[Some records]
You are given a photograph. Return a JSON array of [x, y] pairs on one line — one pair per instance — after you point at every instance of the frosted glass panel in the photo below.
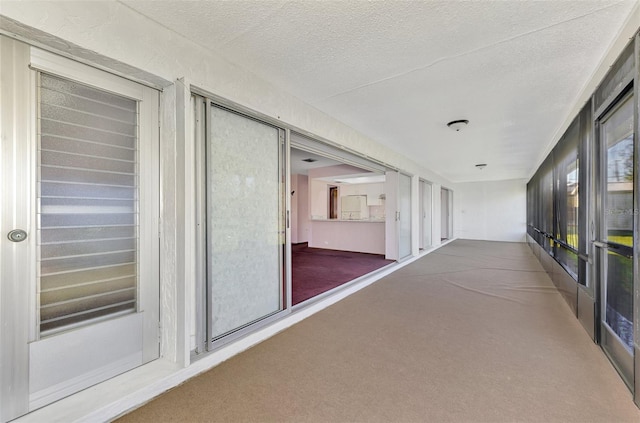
[[88, 201], [405, 216], [244, 221]]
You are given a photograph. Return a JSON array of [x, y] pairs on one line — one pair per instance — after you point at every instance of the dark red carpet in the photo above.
[[316, 270]]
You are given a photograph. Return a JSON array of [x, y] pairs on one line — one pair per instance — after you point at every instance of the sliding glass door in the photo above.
[[616, 243], [242, 208]]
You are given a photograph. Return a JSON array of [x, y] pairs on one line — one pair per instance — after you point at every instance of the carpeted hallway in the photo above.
[[473, 332]]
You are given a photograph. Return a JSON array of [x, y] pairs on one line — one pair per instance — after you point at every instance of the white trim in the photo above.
[[67, 68], [117, 396]]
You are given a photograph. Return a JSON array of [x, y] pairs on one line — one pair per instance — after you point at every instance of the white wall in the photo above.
[[493, 210]]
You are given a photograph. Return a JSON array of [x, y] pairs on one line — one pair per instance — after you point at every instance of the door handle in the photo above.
[[600, 244], [17, 235]]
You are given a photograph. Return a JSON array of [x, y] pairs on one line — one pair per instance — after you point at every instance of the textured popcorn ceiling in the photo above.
[[399, 71]]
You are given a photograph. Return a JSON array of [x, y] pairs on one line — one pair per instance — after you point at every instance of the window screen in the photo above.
[[88, 203]]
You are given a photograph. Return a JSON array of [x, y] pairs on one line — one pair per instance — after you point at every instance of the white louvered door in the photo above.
[[89, 208]]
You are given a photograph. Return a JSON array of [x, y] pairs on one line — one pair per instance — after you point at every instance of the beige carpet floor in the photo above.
[[474, 332]]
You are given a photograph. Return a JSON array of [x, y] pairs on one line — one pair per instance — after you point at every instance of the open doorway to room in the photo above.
[[425, 224], [337, 223]]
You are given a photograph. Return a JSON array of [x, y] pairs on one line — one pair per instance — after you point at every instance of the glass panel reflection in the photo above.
[[617, 137], [617, 134], [619, 297]]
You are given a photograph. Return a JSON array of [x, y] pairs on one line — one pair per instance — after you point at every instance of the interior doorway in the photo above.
[[446, 221], [426, 212], [337, 221]]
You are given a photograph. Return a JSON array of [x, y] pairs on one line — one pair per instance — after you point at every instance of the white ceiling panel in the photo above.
[[399, 71]]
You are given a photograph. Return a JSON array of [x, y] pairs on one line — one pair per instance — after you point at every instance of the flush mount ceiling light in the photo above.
[[457, 125]]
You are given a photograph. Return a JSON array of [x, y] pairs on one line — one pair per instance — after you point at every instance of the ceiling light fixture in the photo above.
[[457, 125]]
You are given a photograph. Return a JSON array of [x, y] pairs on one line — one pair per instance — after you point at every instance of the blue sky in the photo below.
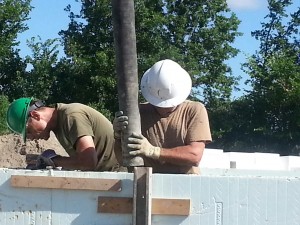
[[49, 17]]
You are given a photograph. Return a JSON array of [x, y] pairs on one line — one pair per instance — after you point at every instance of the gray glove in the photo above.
[[141, 146], [119, 124], [45, 159]]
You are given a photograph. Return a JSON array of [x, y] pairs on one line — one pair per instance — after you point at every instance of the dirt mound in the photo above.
[[14, 150]]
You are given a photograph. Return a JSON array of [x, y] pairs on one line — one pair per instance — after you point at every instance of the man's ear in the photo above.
[[35, 115]]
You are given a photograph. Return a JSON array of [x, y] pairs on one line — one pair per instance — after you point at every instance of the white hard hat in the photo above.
[[166, 84]]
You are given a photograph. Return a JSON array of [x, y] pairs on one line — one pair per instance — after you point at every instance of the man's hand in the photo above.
[[141, 146], [45, 159], [119, 124]]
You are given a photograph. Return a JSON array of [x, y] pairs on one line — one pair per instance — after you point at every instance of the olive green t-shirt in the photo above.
[[188, 123], [76, 120]]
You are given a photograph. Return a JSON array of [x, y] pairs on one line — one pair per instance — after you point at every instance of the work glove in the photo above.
[[139, 145], [45, 159], [119, 124]]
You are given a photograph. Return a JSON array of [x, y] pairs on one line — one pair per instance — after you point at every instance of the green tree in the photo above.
[[197, 34], [13, 14], [271, 109]]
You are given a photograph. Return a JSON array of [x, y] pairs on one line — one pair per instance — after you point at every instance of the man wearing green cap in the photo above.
[[85, 134]]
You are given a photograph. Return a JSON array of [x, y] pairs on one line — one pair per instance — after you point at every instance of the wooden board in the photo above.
[[159, 206], [65, 183]]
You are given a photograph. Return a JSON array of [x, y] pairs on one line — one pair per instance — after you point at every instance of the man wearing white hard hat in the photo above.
[[174, 130]]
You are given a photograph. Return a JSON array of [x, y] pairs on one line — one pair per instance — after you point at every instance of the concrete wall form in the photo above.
[[218, 197]]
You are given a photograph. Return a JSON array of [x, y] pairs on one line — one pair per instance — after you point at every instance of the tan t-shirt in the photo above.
[[188, 123], [76, 120]]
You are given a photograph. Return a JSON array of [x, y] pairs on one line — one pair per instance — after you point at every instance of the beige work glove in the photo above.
[[139, 145], [119, 124]]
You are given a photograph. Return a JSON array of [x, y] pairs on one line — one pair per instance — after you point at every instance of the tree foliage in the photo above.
[[197, 34], [13, 14], [270, 118]]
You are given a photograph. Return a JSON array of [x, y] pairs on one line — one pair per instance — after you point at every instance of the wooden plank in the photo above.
[[142, 196], [65, 183], [121, 205]]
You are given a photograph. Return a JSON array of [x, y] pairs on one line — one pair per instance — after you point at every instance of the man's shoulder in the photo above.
[[192, 104]]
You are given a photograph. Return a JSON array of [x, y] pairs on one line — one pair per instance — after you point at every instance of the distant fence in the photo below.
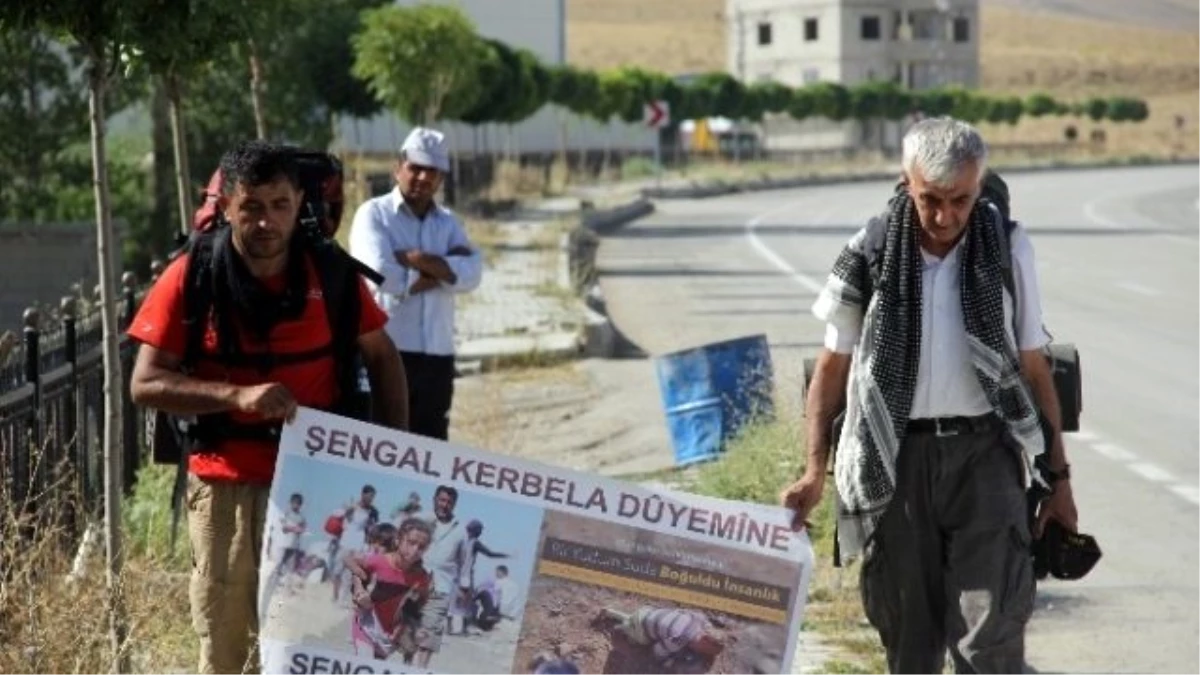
[[52, 406]]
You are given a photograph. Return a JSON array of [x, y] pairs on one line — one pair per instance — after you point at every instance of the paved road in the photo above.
[[1116, 254], [1174, 15]]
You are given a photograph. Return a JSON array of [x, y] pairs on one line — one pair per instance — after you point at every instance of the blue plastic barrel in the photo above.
[[711, 392]]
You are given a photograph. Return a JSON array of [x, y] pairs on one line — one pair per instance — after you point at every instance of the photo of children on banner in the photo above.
[[409, 580]]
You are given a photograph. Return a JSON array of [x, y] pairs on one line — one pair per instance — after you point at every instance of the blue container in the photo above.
[[711, 392]]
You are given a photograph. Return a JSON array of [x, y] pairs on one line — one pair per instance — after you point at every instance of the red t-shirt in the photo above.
[[160, 323]]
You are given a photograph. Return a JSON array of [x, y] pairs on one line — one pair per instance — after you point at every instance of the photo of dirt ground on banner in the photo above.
[[611, 599]]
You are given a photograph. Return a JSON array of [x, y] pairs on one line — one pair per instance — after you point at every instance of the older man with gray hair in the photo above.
[[941, 386], [426, 258]]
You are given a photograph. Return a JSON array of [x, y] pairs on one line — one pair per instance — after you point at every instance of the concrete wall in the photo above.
[[538, 25], [41, 263], [915, 47]]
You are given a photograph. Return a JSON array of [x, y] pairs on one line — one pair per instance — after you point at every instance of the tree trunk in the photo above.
[[162, 221], [179, 139], [106, 251], [564, 155], [256, 91]]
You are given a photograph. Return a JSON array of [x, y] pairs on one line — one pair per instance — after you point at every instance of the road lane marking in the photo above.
[[1139, 288], [1151, 472], [772, 256], [1115, 453], [1189, 493]]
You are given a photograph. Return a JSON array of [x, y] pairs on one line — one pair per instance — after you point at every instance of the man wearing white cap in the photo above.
[[426, 260]]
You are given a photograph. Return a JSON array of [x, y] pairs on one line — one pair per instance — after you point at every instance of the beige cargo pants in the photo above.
[[225, 524]]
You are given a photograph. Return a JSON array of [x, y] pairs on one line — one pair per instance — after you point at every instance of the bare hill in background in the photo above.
[[1054, 46]]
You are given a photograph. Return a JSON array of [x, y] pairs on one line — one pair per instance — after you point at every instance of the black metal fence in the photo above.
[[52, 406]]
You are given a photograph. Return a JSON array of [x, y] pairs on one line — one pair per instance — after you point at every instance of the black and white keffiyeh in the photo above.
[[883, 369]]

▶ [Exercise requirements]: Copy the material from its start through the line containing "[[316, 270]]", replacing "photograph" with "image" and keeping everything else the same. Leave the pictures out.

▶ [Reply]:
You are given a image. Return a JSON array of [x, y] pairs on one line — one pair per instance — after you point at every instance of the frosted glass panel in the photo below.
[[88, 201], [405, 216], [244, 221]]
You are given a image. Return a JSON array of [x, y] pairs on one line — one pair per instance — after you point at every instance of the dark red carpet in the photo above.
[[316, 270]]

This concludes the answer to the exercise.